→ Text
------------------------------------------------------------
Bridging Addiction and Mental Health Recovery

Dr. Brian Rush PhD

September 14th 10:50am-12:30pm Clipper Room

Abstract: Recovery has long been a key concept in both the addiction and mental health sectors. But does the concept of recovery in addictions mean the same thing as in the mental health field?

Recovery in both sectors has its roots in the advocacy of people with lived experience and their families, and includes a focus on hope in the face of stigma, self-determination, transformation, and the many dimensions of life (such as adequate housing, meanginul activities and connections, and freedom from discrimination).

While there are differing opinions in the addiction field as to whether abstinence is in fact a necessary condition for recovery, cure is generally not thought to be necessary for mental health recovery. This presentation will explore the implications of these convergences and divergences for the development of a shared vision for addiction and mental health recovery

Objectives:

1. To understand what the convergences between the recovery concept in the addiction and mental health sectors are, and how these convergences came about.
------------------------------------------------------------
→ Required action 1
According to the session description, in which room is the presentation held?
→ Required action 2
Edit the session description between "Abstract: Recovery has" and "mental health field?", inclusive, replacing "key concept" with "central concept".
→ Required action 3
Resume the session description on addiction and mental health recovery from its last line.

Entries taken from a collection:
------------------------------------------------------------
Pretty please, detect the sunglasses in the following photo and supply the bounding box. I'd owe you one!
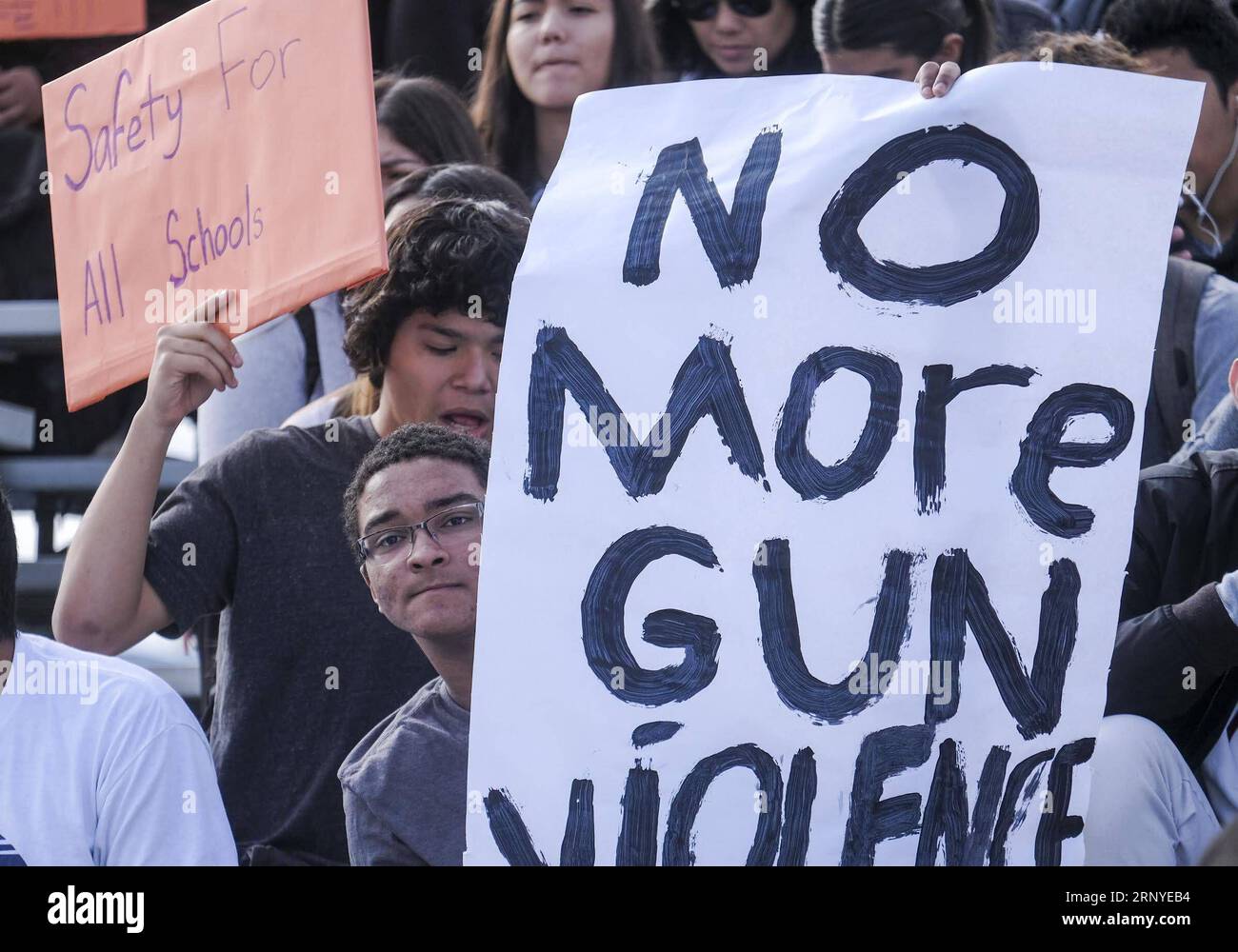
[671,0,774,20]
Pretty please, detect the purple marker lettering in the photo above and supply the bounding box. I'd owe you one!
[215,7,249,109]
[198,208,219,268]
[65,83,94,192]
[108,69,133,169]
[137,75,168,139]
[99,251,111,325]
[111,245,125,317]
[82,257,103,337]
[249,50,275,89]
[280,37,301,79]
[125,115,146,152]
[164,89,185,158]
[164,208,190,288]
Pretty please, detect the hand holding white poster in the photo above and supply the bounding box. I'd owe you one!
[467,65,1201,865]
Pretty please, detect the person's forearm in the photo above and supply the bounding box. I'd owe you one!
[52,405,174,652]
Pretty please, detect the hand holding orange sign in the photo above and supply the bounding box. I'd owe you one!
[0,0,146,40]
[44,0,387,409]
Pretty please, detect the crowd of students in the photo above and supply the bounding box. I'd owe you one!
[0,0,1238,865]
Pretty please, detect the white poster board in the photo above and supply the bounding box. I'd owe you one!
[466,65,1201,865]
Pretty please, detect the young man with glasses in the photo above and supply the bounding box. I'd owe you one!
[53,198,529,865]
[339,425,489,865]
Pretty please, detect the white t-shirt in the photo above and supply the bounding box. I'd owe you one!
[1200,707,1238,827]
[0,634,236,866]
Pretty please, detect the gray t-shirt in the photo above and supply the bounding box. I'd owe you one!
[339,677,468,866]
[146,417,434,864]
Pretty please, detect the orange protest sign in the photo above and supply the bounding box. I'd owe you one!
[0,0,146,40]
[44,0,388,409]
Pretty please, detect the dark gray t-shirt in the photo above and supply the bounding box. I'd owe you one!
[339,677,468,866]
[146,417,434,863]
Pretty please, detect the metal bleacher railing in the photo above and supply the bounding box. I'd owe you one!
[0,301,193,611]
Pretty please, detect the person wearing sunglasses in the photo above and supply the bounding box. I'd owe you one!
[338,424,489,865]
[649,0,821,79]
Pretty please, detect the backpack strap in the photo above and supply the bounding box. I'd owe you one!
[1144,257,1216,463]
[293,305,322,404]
------------------------------------------------------------
→ Answer box 1
The Clipper Room.

→ Answer box 2
Abstract: Recovery has long been a central concept in both the addiction and mental health sectors. But does the concept of recovery in addictions mean the same thing as in the mental health field?

→ Answer box 3
2. To understand where the recovery concept in the addiction and mental health sectors diverge, and why.
3. To explore – in both small and large group discussions – the implications of these convergences and divergences for the development of a shared vision for addiction and mental health recovery.

References: Davidson, L. & White, W. J (2007). The Concept of Recovery as an Organizing Principle for Integrating Mental Health and Addiction Services. Behav Health Serv Res (2007) 34: 109-120, https://doi.org/10.1007/s11414-007-9053-7
Mulvale, G. & Bartram, M. (2015). No More “Us” and “Them”: Integrating Recovery and Well-Being into a Conceptual Model for Mental Health Policy. Canadian Journal of Community Mental Health, 34:31-67, https://doi.org/10.7870/cjcmh-2015-010
McQuaid, R., Jesseman, R., & Rush, B.R. (in press). Examining Barriers as Risk Factors for Relapse: A Focus on the Canadian Treatment and Recovery System of Care. Canadian Journal on Addiction.
Jacobson, N., & Greenley, D. (2001). What Is Recovery? A Conceptual Model and Explication. Psychiatric Services, 52(4), 482–485. https://doi.org/10.1176/appi.ps.52.4.482

Bio:

Brian worked for over 38 years as a substance use/mental health researcher with the Centre for Addiction and Mental Health (CAMH) and retired to focus on a private consulting practice in 2013. He retains an honorary appointment in CAMH as Scientist Emeritus and is a Full Professor at the University of Toronto in both the Departments of Psychiatry and Public Health Sciences where he is still very active in graduate student supervision.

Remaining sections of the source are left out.